— START OF SUPPLIED RECORDS —

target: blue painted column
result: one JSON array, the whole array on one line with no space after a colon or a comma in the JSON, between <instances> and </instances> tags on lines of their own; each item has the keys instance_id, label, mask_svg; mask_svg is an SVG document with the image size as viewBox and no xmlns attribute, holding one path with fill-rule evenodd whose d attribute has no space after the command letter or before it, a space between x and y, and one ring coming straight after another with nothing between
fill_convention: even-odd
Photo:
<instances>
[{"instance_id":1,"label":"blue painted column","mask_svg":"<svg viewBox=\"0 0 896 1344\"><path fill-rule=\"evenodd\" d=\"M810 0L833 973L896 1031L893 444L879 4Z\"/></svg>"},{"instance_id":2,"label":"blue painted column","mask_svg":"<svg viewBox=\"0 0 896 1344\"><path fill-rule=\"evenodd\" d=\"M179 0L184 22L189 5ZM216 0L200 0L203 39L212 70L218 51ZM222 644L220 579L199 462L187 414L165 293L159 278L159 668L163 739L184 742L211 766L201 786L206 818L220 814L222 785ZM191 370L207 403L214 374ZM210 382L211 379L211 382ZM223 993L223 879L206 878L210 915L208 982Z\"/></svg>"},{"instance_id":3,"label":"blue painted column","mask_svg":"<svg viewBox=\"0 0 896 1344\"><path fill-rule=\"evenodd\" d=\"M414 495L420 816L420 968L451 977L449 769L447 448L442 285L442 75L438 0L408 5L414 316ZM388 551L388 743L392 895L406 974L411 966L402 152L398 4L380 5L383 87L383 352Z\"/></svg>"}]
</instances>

— END OF SUPPLIED RECORDS —

→ EXERCISE GOAL
Reproduce every one of the rows above verbatim, preserving each character, space, and line break without alteration.

→ FINAL ANSWER
target: blue painted column
result: one JSON array, the whole array on one line with no space after a colon or a comma in the JSON, between <instances> and </instances> tags on lines of their own; each item has the keys instance_id, label, mask_svg; mask_svg is an SVG document with the image size as viewBox and no xmlns attribute, holding one path with fill-rule evenodd whose d attribute has no space after the command letter or before it, a space between x and y, and one ring coming straight after another with nothing between
fill_convention: even-odd
Photo:
<instances>
[{"instance_id":1,"label":"blue painted column","mask_svg":"<svg viewBox=\"0 0 896 1344\"><path fill-rule=\"evenodd\" d=\"M810 0L833 973L896 1031L893 444L879 4Z\"/></svg>"},{"instance_id":2,"label":"blue painted column","mask_svg":"<svg viewBox=\"0 0 896 1344\"><path fill-rule=\"evenodd\" d=\"M179 0L184 22L189 5ZM216 0L200 0L203 39L212 70L218 51ZM222 644L220 579L199 462L187 414L165 293L159 278L159 668L163 739L184 742L211 766L201 786L206 818L220 814L222 785ZM191 370L207 403L214 374ZM210 382L211 379L211 382ZM223 993L223 879L206 878L210 915L208 982Z\"/></svg>"},{"instance_id":3,"label":"blue painted column","mask_svg":"<svg viewBox=\"0 0 896 1344\"><path fill-rule=\"evenodd\" d=\"M414 495L420 816L420 968L451 977L449 769L447 448L442 285L442 75L438 0L408 5L414 316ZM388 551L388 743L392 895L406 974L411 966L402 152L398 4L380 5L383 87L383 352Z\"/></svg>"}]
</instances>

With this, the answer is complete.